«Une anarchie totale dans le transport des voyageurs»

«Une anarchie totale dans le transport des voyageurs»

Plus de 300 000 postes d’emplois (directs et indirects) sont générés par le secteur des transports de voyageurs et de marchandises, nous dit Boucherit Abdelkader, président de la Fédération nationale du transport des voyageurs et des marchandises, affiliée à l’Union générale des commerçants et artisans algériens (UGCAA). Selon lui, ce secteur vit dans une anarchie totale due essentiellement au laxisme des autorités concernées. 

L’Econews : Quel constat faites-vous au secteur des Transport en Algérie ?

Boucherit Abdelkader : Aujourd’hui, le secteur du transport terrestre notamment celui des voyageurs vit dans une anarchie totale. L’ouverture de ce secteur aux privés était a été faite, dès le début d’une manière désordonnée. Il s’agit de l’anarchie dans la délivrance des lignes de transport, l’absence d’un plan national de transport et de circulation, saturation et déficit de certaines lignes et destinations.

Aujourd’hui, le secteur privé possède 70 000 bus employant plus de 100 000 chauffeurs, plus de 100 000 receveurs et plus de 100 000 postes indirects générés (mécaniciens, lavage…), ce qui fait un total dépassant les 300 000 postes entre directs et indirects.

Il y a près de deux ans déjà, des recommandations ont été élaborées pour le développement de ce secteur stratégique. Où en est l’application ?

Malheureusement, jusqu’à aujourd’hui, toutes les recommandations élaborées lors des assises du secteur des Transport n’ont pas été prises en considération et sont restées lettres mortes.

-.-.-

CONSIGNE A. Relevez, dans l'extrait sur le transport des voyageurs en Algérie, les manifestations de l'anarchie qu'énumère Boucherit Abdelkader dans sa première réponse.
CONSIGNE B. Rédigez la suite de l'extrait sur le transport des voyageurs en Algérie.
Les données n'ont aucun rapport avec l'extrait.

DONNÉES FOURNIES.
-.-.-

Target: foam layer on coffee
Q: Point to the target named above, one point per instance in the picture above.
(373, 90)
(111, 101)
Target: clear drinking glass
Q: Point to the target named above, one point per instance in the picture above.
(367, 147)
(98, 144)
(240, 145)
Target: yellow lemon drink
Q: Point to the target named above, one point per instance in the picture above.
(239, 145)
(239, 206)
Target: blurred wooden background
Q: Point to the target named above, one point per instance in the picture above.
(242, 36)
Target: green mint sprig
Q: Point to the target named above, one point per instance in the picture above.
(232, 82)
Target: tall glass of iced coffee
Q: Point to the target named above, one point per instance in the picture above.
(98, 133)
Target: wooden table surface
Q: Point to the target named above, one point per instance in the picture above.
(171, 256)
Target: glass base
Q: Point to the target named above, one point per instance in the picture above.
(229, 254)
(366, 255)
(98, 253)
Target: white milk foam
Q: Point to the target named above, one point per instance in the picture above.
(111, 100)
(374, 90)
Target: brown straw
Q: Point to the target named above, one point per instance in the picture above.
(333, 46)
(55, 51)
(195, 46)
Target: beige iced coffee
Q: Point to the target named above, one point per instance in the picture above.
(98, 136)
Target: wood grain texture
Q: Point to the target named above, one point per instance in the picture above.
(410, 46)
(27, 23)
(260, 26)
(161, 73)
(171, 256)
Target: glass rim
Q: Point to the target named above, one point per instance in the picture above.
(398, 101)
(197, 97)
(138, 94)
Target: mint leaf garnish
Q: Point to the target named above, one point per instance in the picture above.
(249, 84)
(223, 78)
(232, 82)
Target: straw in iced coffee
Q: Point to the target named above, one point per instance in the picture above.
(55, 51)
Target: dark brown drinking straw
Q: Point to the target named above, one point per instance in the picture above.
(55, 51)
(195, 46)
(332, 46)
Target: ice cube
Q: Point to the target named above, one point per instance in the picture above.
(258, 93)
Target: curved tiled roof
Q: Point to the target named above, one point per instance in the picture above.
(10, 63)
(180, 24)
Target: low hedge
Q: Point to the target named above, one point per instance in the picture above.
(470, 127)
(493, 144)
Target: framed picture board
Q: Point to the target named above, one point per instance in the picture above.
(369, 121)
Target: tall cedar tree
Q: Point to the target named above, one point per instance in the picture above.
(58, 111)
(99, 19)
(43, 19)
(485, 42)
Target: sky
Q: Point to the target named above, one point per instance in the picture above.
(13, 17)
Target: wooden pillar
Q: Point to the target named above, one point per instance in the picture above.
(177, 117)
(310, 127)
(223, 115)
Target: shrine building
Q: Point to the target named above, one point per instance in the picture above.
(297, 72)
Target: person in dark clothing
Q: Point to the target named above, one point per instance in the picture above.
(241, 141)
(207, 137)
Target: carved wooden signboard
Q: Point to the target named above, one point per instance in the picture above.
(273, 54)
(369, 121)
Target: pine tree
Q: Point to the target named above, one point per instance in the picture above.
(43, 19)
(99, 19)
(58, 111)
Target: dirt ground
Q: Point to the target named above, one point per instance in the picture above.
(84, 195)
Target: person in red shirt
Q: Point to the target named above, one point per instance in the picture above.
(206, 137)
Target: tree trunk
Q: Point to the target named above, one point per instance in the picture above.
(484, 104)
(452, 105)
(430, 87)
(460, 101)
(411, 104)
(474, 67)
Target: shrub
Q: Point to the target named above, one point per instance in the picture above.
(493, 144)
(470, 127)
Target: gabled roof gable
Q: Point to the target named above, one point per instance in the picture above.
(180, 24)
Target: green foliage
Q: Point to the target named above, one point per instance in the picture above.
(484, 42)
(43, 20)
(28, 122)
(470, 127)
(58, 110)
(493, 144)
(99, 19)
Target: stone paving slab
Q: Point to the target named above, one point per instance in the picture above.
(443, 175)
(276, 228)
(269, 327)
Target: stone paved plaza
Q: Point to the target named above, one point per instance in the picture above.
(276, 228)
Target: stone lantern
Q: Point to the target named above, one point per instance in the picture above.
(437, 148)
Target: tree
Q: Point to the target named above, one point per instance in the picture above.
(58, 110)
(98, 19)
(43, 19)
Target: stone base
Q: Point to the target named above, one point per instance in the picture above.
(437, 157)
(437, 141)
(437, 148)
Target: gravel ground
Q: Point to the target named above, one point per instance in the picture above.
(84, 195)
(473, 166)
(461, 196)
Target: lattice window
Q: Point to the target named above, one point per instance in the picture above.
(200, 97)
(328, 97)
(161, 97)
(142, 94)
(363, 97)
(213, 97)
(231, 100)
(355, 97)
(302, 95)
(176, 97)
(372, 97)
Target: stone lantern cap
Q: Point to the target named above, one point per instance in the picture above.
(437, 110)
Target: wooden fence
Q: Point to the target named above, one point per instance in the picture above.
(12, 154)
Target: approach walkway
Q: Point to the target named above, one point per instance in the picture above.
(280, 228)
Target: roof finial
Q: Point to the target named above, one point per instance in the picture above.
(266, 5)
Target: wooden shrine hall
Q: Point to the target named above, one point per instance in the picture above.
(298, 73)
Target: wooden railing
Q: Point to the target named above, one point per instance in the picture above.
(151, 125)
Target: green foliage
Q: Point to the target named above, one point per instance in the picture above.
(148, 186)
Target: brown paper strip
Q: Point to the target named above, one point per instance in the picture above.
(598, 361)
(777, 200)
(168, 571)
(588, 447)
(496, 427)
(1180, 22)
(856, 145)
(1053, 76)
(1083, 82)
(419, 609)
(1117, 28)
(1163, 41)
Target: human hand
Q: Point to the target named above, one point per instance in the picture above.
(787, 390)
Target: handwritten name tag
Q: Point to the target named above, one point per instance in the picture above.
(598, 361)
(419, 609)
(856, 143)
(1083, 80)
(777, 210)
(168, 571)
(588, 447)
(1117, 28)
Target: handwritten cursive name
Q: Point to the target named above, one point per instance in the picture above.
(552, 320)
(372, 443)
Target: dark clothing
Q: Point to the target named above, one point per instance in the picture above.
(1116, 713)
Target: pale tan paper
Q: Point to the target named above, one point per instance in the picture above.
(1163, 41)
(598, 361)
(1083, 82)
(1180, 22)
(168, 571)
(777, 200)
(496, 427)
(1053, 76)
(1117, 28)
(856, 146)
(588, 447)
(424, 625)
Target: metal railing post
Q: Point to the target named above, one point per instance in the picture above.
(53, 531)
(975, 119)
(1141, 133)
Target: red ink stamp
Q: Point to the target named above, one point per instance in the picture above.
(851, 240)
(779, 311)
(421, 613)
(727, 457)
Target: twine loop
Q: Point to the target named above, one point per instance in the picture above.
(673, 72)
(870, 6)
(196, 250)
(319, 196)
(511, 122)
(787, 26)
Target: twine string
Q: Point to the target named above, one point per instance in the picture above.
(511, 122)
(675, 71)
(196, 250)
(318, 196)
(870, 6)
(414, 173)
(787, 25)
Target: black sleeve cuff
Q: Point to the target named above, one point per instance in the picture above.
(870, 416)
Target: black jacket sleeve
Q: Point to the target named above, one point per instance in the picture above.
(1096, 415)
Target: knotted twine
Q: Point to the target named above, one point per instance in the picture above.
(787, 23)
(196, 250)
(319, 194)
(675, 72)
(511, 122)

-.-.-

RÉPONSE RÉDIGÉE A.
- l'anarchie dans la délivrance des lignes de transport
- l'absence d'un plan national de transport et de circulation
- la saturation et le déficit de certaines lignes et destinations

RÉPONSE RÉDIGÉE B.
 Le ministère des Transports vient d’accepter votre demande de revoir à la hausse le prix du ticket urbain et celui des lignes de moins de 30 km. Mais que faites-vous en contrepartie pour améliorer les prestations ?

C’était l’une des revendications du syndicat suite à l’augmentation du gasoil, essence. Mais aussi à la dévaluation du dinar qui a engendré la hausse de 30% des prix de la pièce de rechanges, des accessoires, des lubrifiants, des pneumatiques et autres. L’augmentation de 10% des tarifs du transport collectif urbain et suburbain privé n’a pas été négociée avec nous. Elle a été imposée par le ministère des Transports sans prendre en considérations nos revendications.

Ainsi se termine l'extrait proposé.